─── PASSAGE PROVIDED ───

Just a couch, just a carpet

I don’t want to sit up straight to type and think from my elongated spine, aligning my head, heart and guts. I don’t want to shift from this slouch, merging with my new dark gray sectional in my recently renovated family room, where the only family left here most of the year is my husband of 25 years. But I need to tell you about this bubbling up of truth around my being a Christ-follower. I see HIS signature mercy, grace, presence, heart-welling up everywhere and that makes me a Sufi. I don’t like labels. I do like the word eschew..but how is that pronounced anyway? I wont’ pause the quick-fingered tapping at these keys to find out though.

And yet, I know I eschew labels…restrictions on my Self or my self. I am integrating so many parts of my Self/self lately that I am in a state of allowing. Allowing this couch to swallow me up into her puffy enveloping softness. All the selves, right here, right now…melting together. This is exactly what my self needs today. I am listening as she sighs, ‘yes’ to the no effort.

─── INFORMATION GIVEN ───

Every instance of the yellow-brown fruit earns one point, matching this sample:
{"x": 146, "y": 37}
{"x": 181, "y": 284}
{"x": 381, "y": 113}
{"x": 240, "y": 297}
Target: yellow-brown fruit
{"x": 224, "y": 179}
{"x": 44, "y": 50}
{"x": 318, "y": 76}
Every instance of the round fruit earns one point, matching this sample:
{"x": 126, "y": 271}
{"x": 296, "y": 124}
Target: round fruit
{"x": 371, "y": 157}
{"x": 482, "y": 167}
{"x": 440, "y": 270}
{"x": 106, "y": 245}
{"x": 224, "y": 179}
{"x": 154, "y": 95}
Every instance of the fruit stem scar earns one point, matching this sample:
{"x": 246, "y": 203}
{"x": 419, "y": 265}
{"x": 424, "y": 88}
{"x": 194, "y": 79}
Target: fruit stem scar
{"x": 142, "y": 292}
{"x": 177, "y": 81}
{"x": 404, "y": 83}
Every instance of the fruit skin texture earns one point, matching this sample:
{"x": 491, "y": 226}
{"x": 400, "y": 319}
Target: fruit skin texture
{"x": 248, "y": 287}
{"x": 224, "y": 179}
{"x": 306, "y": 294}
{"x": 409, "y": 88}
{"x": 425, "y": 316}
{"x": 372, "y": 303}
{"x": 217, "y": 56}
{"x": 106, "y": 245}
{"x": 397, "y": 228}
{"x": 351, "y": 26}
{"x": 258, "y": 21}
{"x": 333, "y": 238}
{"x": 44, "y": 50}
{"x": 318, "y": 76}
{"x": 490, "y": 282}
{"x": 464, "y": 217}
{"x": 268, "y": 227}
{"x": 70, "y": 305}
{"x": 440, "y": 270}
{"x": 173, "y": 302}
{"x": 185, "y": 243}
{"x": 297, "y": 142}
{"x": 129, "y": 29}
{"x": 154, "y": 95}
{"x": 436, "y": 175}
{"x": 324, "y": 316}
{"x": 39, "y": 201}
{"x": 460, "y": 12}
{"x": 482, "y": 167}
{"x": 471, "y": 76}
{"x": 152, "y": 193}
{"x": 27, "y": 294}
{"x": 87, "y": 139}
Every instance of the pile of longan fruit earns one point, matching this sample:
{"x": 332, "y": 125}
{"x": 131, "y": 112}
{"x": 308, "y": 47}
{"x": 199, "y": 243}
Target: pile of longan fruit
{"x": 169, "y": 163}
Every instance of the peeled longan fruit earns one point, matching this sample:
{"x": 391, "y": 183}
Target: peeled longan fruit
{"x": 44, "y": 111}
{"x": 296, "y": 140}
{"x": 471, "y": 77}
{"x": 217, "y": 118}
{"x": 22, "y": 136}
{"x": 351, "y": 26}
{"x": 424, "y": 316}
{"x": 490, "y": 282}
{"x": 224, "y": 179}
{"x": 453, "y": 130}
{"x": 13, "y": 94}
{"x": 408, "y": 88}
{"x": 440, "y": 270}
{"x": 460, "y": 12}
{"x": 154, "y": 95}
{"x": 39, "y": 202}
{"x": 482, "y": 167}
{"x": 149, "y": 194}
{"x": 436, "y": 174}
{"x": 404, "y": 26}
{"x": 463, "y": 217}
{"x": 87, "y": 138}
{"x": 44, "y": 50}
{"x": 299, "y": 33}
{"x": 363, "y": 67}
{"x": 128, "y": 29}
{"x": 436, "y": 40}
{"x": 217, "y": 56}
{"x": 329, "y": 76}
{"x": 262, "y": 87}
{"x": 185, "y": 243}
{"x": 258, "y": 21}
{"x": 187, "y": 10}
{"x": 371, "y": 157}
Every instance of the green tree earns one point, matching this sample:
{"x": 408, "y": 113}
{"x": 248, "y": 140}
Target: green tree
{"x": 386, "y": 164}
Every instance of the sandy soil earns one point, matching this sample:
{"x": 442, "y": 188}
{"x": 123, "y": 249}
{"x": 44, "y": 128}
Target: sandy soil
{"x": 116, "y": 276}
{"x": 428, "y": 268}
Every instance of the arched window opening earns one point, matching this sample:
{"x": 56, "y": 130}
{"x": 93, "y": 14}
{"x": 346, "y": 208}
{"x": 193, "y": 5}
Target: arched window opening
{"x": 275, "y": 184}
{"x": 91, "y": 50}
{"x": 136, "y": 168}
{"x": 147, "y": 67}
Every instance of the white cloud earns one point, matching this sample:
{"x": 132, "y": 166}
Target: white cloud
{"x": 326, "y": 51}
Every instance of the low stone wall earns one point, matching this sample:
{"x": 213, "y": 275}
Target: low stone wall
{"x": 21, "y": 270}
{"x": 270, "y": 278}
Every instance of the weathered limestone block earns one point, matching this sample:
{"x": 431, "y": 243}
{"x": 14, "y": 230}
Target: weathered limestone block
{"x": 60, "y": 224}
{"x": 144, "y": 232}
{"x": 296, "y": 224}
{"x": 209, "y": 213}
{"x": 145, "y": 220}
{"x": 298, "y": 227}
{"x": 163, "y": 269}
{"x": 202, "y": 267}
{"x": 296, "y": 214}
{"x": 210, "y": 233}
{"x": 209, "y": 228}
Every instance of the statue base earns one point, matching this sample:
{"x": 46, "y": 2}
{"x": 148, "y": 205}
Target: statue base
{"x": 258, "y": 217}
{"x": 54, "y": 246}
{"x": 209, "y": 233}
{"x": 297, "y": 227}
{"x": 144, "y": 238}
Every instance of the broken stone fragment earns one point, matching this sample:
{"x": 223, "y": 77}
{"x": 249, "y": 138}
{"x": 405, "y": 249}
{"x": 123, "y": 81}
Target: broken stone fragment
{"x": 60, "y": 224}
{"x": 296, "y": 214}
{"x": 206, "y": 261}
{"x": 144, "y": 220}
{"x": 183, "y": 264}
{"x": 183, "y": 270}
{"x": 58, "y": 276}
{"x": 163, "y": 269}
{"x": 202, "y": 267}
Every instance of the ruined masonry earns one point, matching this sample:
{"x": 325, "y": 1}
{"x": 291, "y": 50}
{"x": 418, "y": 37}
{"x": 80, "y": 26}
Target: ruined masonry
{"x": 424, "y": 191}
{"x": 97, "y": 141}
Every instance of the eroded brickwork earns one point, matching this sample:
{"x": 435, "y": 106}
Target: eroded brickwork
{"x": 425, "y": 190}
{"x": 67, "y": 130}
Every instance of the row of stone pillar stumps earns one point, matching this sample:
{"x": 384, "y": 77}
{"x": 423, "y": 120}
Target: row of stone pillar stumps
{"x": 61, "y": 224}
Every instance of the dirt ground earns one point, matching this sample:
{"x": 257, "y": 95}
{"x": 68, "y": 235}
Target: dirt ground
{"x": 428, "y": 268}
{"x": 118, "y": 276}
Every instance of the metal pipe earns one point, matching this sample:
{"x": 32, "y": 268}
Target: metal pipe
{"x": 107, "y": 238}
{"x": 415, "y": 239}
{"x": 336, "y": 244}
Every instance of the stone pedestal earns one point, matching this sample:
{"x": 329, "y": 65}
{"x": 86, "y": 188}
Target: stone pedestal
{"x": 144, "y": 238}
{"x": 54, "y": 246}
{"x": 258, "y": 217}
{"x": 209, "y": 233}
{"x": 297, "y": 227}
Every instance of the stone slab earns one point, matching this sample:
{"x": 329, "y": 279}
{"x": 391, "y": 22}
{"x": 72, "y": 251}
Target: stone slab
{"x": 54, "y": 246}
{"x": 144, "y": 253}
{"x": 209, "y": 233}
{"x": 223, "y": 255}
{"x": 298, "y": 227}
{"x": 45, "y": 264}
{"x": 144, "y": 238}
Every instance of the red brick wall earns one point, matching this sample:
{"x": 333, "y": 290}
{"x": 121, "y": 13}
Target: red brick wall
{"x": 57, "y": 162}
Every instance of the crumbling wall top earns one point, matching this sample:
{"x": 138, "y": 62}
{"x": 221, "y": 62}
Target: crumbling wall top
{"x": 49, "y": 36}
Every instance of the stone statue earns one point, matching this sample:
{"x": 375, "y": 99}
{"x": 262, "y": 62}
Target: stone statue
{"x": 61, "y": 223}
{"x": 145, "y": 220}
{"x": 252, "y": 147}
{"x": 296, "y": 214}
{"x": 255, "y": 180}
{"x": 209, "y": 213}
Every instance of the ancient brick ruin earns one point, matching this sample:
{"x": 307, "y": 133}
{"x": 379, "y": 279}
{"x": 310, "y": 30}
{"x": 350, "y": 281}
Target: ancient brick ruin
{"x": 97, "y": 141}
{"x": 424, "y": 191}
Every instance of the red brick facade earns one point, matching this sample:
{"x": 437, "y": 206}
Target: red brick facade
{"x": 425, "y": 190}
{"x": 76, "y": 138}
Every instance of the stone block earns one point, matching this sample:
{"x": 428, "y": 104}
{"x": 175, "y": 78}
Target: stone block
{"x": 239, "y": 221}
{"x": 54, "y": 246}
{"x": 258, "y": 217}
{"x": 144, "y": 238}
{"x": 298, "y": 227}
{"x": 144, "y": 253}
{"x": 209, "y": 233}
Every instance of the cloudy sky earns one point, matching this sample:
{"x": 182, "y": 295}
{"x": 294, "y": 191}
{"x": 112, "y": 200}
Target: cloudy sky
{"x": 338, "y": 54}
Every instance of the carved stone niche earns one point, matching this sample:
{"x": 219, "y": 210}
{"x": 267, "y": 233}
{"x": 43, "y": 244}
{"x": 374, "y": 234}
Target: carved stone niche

───

▶ COMPLETE THE FOLLOWING
1. In the passage about the couch, how many years has the writer been married to the husband mentioned?
2. List every quality the passage about the couch says the writer sees as HIS signature everywhere.
3. Summarize the passage about the couch in two sentences.

▶ SOLUTIONS TO THE TASKS
1. 25 years.

2. Mercy, grace, presence, and heart-welling up.

3. Slouching on a new dark gray sectional in a recently renovated family room, the writer would rather not sit up straight, yet feels a need to describe a bubbling up of truth about being a Christ-follower who sees HIS mercy, grace, and presence everywhere, which makes the writer a Sufi. Eschewing labels and integrating many parts of the self, the writer is in a state of allowing, letting the couch swallow all those selves as they melt together, which is exactly what is needed today.